> [Passage to read]:
============================================================
The party to whom a Rule 30(b)(6) deposition notice is directed has a duty to
‘“make a conscientious good-faith endeavor to designate the persons having knowledge
of the matters sought [by the party noticing the deposition] and to prepare those persons
in order that they can answer fully, completely, unevasively, the questions posed . . . as to
the relevant subject matters.’” Catalina Rental Apartments, Inc. v. Pacific Ins. Co., Ltd.,
No. 06- 20532-Civ, 2007 WL 917272, at *2 (S.D. Fla. Mar. 23, 2007) (quoting Bank of
New York v. Meridien BIAO Bank Tanzania Ltd., 171 F.R.D. 135, 151 (S.D.N.Y. 1997)).
The designating party may designate more than one witness if necessary to respond to a
relevant area of inquiry. Alexander v. F.B.I., 186 F.R.D. 148,151 (D.D.C. 1999). And, if
it becomes apparent that a corporate designee is deficient, the corporation must provide
a substitute or additional designees. McPherson v. Wells Fargo Bank, N.A., 292 F.R.D.
695, 698 (S.D. Fla. 2013).
============================================================
> [Set exercise 1]: Name every court case cited in the passage on Rule 30(b)(6) depositions.
> [Set exercise 2]: Condense the paragraph of the Rule 30(b)(6) passage beginning "The party to whom a Rule 30(b)(6) deposition notice is directed" into a short bulleted list that keeps its main points.
> [Set exercise 3]: Write out the stretch of the Rule 30(b)(6) passage from "The party to" through "151 (S.D.N.Y. 1997)).".
The listing that comes after this passage is separate material.

> [Dataset records]:
============================================================
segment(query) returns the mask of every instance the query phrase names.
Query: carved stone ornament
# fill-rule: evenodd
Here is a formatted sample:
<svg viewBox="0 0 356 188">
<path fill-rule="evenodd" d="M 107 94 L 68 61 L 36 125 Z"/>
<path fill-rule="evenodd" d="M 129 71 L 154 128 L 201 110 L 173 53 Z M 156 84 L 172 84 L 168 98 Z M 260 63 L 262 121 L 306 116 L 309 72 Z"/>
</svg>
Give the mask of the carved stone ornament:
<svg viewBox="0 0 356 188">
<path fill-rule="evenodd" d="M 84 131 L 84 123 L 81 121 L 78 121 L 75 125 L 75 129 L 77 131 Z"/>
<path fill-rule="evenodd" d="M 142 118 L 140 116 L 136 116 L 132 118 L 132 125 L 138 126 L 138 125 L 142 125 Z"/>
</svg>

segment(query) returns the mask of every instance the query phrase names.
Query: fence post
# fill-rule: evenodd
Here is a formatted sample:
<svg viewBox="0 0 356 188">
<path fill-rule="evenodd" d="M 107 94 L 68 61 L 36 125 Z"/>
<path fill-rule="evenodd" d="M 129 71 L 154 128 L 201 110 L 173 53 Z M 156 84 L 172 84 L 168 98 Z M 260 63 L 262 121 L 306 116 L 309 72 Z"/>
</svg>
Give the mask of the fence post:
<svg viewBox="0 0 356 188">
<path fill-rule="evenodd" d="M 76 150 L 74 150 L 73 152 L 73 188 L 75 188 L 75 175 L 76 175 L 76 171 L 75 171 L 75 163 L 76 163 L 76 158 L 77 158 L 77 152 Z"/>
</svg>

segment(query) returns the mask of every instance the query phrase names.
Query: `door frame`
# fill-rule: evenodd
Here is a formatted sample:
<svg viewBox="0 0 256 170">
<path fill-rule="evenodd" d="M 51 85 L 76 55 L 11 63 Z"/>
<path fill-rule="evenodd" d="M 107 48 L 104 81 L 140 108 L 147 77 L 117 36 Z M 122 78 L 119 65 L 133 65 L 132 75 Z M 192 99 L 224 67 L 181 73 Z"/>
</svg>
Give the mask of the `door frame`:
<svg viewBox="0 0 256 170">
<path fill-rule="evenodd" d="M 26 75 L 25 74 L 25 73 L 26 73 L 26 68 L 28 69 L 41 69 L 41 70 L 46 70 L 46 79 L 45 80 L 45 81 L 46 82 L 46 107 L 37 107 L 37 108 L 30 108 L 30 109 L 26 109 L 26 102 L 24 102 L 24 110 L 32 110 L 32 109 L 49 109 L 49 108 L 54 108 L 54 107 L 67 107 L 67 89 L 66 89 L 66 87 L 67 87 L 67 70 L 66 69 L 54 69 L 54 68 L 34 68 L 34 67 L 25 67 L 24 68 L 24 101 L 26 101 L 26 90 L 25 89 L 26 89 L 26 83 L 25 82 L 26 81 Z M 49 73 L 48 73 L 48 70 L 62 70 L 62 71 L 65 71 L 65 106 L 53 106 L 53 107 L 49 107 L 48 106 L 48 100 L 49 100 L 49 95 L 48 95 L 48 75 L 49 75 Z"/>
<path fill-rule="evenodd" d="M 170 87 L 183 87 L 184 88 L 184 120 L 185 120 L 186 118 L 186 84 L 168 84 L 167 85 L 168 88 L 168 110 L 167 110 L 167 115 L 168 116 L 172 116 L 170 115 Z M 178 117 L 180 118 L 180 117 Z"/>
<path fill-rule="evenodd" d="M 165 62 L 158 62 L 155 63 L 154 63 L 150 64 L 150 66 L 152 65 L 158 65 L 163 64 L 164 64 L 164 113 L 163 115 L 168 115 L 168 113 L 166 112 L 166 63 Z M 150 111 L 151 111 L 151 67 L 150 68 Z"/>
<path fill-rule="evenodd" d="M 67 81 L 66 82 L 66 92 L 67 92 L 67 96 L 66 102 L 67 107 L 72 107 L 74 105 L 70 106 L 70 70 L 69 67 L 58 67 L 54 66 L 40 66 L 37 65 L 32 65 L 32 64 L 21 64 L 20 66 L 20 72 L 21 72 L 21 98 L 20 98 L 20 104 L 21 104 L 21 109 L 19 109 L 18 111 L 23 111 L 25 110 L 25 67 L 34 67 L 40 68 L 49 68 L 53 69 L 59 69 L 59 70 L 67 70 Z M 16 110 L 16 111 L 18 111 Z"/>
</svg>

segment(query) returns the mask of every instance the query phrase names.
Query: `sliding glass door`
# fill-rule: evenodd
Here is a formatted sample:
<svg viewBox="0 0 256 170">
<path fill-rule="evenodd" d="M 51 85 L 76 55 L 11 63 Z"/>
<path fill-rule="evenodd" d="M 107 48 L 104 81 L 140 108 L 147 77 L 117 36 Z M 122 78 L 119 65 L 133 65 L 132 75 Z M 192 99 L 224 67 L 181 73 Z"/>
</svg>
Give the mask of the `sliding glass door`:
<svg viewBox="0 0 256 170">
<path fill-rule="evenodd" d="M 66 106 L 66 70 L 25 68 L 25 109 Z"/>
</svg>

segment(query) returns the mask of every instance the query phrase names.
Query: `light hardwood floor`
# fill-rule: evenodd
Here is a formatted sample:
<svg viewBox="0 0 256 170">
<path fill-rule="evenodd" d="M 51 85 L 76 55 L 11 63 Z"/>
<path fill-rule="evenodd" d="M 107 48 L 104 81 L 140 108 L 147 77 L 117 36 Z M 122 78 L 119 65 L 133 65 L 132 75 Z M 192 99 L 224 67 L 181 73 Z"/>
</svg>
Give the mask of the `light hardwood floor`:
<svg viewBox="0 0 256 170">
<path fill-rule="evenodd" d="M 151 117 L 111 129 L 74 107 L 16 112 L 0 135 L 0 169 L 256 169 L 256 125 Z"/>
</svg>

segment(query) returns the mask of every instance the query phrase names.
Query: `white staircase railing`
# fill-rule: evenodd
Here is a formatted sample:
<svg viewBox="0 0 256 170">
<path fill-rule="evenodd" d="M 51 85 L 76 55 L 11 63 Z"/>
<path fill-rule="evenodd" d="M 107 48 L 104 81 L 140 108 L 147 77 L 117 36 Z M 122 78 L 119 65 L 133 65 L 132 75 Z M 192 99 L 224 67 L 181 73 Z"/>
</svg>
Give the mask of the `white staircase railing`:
============================================================
> [Result 1]:
- Catalina Rental Apartments, Inc. v. Pacific Ins. Co., Ltd.
- Bank of New York v. Meridien BIAO Bank Tanzania Ltd.
- Alexander v. F.B.I.
- McPherson v. Wells Fargo Bank, N.A.

> [Result 2]:
- A party served with a Rule 30(b)(6) deposition notice must make a conscientious, good-faith effort to designate people who know the matters sought. It must also prepare them to answer questions on those subjects fully, completely, and unevasively (Catalina Rental Apartments, quoting Bank of New York).
- The designating party may name more than one witness if needed to cover a relevant area of inquiry (Alexander v. F.B.I.).
- If a corporate designee proves deficient, the corporation must provide a substitute or additional designees (McPherson v. Wells Fargo Bank).

> [Result 3]:
The party to whom a Rule 30(b)(6) deposition notice is directed has a duty to
‘“make a conscientious good-faith endeavor to designate the persons having knowledge
of the matters sought [by the party noticing the deposition] and to prepare those persons
in order that they can answer fully, completely, unevasively, the questions posed . . . as to
the relevant subject matters.’” Catalina Rental Apartments, Inc. v. Pacific Ins. Co., Ltd.,
No. 06- 20532-Civ, 2007 WL 917272, at *2 (S.D. Fla. Mar. 23, 2007) (quoting Bank of
New York v. Meridien BIAO Bank Tanzania Ltd., 171 F.R.D. 135, 151 (S.D.N.Y. 1997)).